─── Input data ───
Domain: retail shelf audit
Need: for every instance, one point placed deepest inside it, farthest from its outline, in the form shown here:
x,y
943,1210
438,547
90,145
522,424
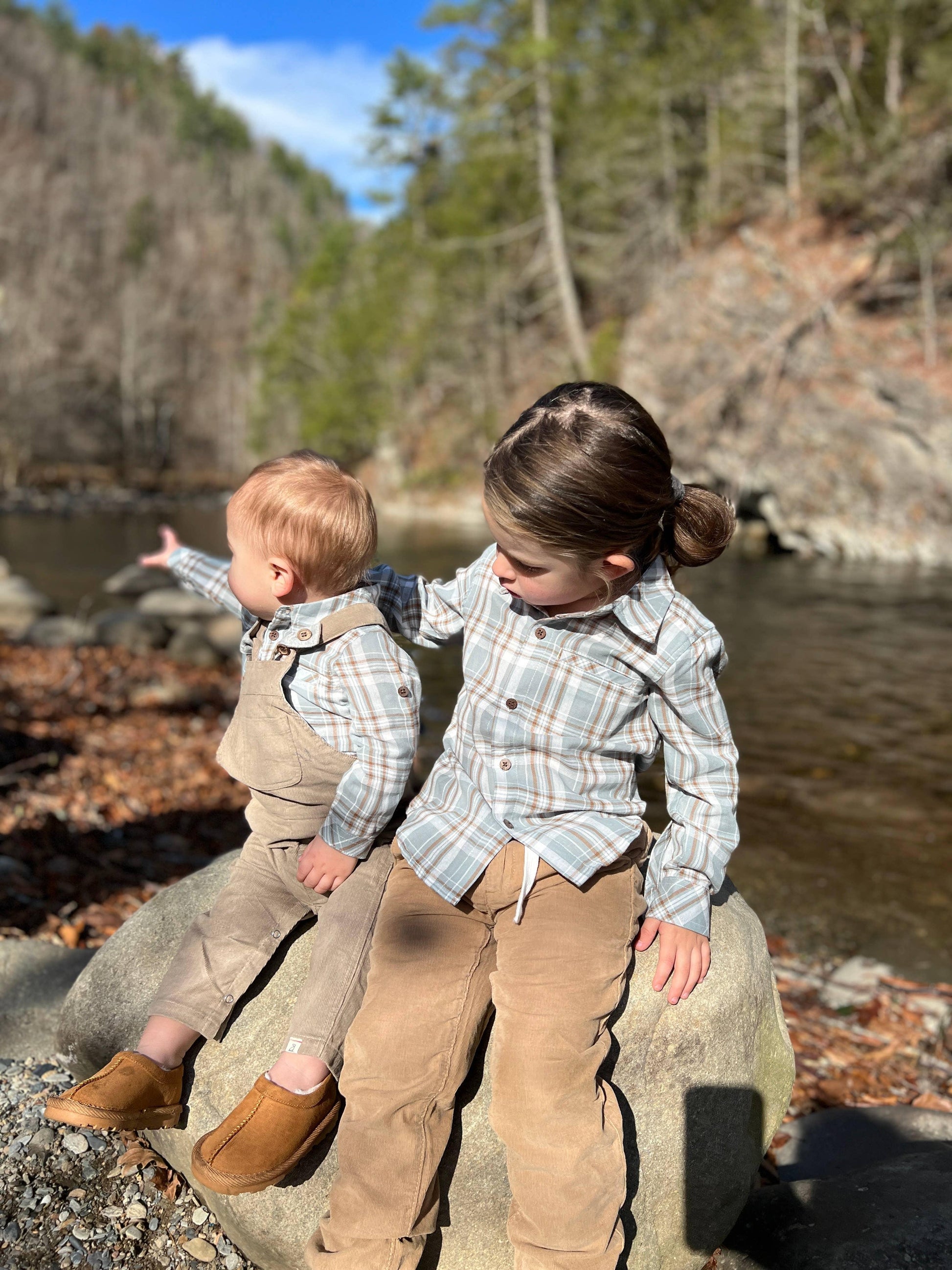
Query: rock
x,y
894,1215
853,983
759,392
200,1249
174,605
60,632
834,1142
135,579
42,1142
712,1075
127,628
161,694
21,603
35,978
191,646
225,634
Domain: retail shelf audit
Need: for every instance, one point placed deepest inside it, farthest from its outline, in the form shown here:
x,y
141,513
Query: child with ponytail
x,y
518,876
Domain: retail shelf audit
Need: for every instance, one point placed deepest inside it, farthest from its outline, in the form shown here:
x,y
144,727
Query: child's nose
x,y
503,569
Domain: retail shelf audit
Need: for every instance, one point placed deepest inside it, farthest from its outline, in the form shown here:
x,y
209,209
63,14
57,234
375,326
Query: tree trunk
x,y
669,171
791,101
894,63
927,287
714,150
551,208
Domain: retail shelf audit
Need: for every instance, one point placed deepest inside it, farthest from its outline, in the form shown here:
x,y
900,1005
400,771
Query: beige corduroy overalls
x,y
293,776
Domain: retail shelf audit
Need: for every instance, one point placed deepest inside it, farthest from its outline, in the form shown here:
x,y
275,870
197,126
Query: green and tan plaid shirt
x,y
556,718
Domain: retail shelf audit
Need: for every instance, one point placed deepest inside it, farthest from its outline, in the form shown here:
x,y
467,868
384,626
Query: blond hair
x,y
320,519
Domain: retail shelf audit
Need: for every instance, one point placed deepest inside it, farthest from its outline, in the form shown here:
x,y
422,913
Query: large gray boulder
x,y
35,978
703,1086
895,1215
135,579
176,605
21,603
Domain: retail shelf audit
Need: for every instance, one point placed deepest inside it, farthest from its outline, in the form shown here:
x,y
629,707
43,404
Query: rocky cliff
x,y
784,376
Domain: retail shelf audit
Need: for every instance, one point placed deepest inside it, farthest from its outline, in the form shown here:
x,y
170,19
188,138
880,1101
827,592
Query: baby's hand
x,y
683,957
321,868
160,559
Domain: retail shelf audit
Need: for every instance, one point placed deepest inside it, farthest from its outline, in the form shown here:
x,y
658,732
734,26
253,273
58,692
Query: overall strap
x,y
349,619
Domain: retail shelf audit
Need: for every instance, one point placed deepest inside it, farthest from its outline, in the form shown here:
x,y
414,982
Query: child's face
x,y
259,582
532,572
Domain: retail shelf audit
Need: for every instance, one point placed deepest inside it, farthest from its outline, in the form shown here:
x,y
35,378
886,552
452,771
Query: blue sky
x,y
304,73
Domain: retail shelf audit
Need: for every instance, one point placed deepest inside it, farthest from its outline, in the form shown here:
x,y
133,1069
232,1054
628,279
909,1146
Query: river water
x,y
838,690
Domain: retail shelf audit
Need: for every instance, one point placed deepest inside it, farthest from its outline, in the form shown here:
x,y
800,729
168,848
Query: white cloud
x,y
315,102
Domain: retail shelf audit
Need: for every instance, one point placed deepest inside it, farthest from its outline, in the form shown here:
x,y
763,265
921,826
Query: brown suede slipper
x,y
264,1137
130,1092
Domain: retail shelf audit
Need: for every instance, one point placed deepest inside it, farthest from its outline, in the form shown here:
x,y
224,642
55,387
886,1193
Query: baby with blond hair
x,y
324,737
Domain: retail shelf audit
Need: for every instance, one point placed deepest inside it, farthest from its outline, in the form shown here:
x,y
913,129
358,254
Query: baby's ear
x,y
616,566
283,577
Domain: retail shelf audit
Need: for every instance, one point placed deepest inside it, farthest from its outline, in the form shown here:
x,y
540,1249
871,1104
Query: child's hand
x,y
160,559
321,868
683,957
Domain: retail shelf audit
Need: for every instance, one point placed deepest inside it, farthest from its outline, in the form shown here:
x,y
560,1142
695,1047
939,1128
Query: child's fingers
x,y
695,976
646,935
682,970
665,964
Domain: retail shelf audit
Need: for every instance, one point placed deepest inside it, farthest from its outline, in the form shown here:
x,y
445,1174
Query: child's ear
x,y
616,567
282,577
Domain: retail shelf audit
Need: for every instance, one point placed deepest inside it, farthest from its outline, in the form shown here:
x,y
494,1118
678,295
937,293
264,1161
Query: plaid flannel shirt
x,y
347,693
556,718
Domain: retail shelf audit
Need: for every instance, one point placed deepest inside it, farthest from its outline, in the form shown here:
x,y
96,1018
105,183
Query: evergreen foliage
x,y
671,124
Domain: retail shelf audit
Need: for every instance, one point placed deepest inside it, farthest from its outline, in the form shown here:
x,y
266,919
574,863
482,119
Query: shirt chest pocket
x,y
575,704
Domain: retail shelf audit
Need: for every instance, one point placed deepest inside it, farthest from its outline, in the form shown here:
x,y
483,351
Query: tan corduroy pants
x,y
293,776
437,970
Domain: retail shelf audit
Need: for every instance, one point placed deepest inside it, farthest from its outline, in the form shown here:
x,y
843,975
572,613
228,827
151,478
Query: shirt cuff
x,y
344,840
681,897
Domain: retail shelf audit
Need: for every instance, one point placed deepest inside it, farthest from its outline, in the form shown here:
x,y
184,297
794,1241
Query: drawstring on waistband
x,y
528,878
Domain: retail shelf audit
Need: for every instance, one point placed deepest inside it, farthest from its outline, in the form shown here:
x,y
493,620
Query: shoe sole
x,y
233,1184
67,1111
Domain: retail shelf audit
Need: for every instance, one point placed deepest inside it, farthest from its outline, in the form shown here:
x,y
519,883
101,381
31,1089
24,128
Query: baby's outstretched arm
x,y
160,559
205,575
683,957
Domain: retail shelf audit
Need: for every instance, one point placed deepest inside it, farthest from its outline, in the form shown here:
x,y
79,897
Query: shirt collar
x,y
640,610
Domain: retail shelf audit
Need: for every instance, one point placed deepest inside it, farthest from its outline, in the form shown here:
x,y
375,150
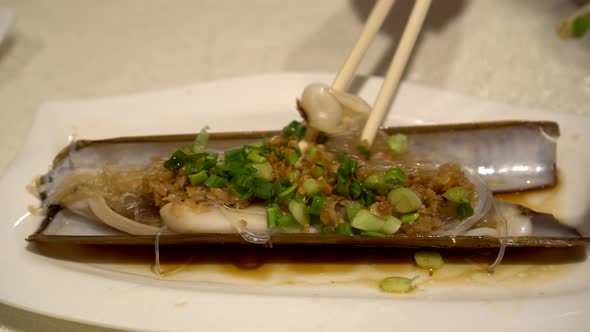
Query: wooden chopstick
x,y
374,23
396,68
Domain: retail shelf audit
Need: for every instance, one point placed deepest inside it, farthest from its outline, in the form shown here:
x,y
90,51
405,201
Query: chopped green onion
x,y
409,217
311,187
396,285
391,225
293,176
286,220
458,195
284,188
398,143
367,196
256,158
201,141
344,229
313,152
374,234
366,221
404,200
300,198
292,157
580,26
262,189
430,260
374,182
347,167
273,213
294,128
352,208
264,171
464,210
317,171
299,211
198,178
317,204
176,161
394,177
364,151
355,190
210,160
215,181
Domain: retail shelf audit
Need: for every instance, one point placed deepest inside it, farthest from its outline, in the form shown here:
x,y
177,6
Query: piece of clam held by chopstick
x,y
121,183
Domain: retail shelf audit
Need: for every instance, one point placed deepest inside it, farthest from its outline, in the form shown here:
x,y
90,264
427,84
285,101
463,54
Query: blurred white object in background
x,y
6,20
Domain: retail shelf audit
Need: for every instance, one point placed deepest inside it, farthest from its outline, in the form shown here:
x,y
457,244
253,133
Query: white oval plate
x,y
87,293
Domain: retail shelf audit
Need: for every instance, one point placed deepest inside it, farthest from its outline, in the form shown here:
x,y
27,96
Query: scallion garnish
x,y
286,220
311,187
201,141
292,157
364,151
264,171
391,225
374,182
215,181
316,205
299,212
394,177
262,189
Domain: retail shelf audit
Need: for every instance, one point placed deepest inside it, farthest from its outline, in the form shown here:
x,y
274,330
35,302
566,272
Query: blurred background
x,y
503,50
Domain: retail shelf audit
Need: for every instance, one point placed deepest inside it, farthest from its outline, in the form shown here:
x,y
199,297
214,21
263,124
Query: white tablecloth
x,y
498,49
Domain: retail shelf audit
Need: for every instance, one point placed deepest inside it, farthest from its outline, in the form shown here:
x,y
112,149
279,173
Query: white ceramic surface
x,y
87,293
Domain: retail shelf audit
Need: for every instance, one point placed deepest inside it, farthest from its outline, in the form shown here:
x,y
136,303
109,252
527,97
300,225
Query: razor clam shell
x,y
535,148
509,156
547,232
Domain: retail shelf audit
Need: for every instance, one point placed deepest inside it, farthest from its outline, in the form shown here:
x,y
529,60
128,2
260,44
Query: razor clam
x,y
83,157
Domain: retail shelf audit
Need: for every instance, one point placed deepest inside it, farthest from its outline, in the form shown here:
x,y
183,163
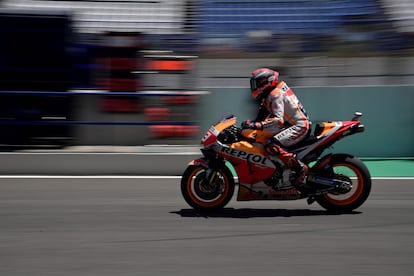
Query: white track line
x,y
134,177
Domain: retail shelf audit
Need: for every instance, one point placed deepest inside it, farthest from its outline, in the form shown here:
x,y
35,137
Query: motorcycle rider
x,y
282,114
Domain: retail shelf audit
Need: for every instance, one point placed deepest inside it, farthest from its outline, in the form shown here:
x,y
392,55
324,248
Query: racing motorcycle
x,y
337,182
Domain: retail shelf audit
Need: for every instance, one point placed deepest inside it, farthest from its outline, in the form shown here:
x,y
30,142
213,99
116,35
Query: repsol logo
x,y
255,158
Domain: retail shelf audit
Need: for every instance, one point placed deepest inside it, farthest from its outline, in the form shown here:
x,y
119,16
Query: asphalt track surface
x,y
141,226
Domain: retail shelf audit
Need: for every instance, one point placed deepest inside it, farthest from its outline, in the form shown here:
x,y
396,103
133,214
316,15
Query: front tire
x,y
204,196
347,166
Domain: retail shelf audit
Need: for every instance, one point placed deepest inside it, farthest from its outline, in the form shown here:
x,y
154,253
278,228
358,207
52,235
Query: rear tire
x,y
203,196
353,168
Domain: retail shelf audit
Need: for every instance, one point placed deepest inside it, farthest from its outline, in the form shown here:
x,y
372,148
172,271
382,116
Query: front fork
x,y
211,167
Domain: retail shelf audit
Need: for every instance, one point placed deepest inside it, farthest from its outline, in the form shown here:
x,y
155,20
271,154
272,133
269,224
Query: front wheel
x,y
205,195
353,169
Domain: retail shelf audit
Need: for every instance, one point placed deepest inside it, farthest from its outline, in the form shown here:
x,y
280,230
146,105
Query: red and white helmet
───
> **Description of the task**: Reply with an exact copy of the lines running from the one containing "Query: rear tire" through the end of the entries above, both ends included.

> **Answer to this problem**:
Query: rear tire
x,y
203,196
353,168
Domain: retail shelf audit
Need: for every instance, one point placed deepest inside it, farthest from its outline, in the form shown here:
x,y
372,148
172,271
382,116
Query: front fork
x,y
211,167
Domain: retail shelf audit
Need: for every instance, one point placed deepest inside it, farthest from its outline, in the form shown here:
x,y
155,20
271,154
272,133
269,224
Query: front wheel
x,y
205,195
353,169
Domain: retail shelf audit
Need: for every instance, one point placed deepest inside it, farthest from its outline, in the form shown here:
x,y
280,230
146,105
Query: red and white helmet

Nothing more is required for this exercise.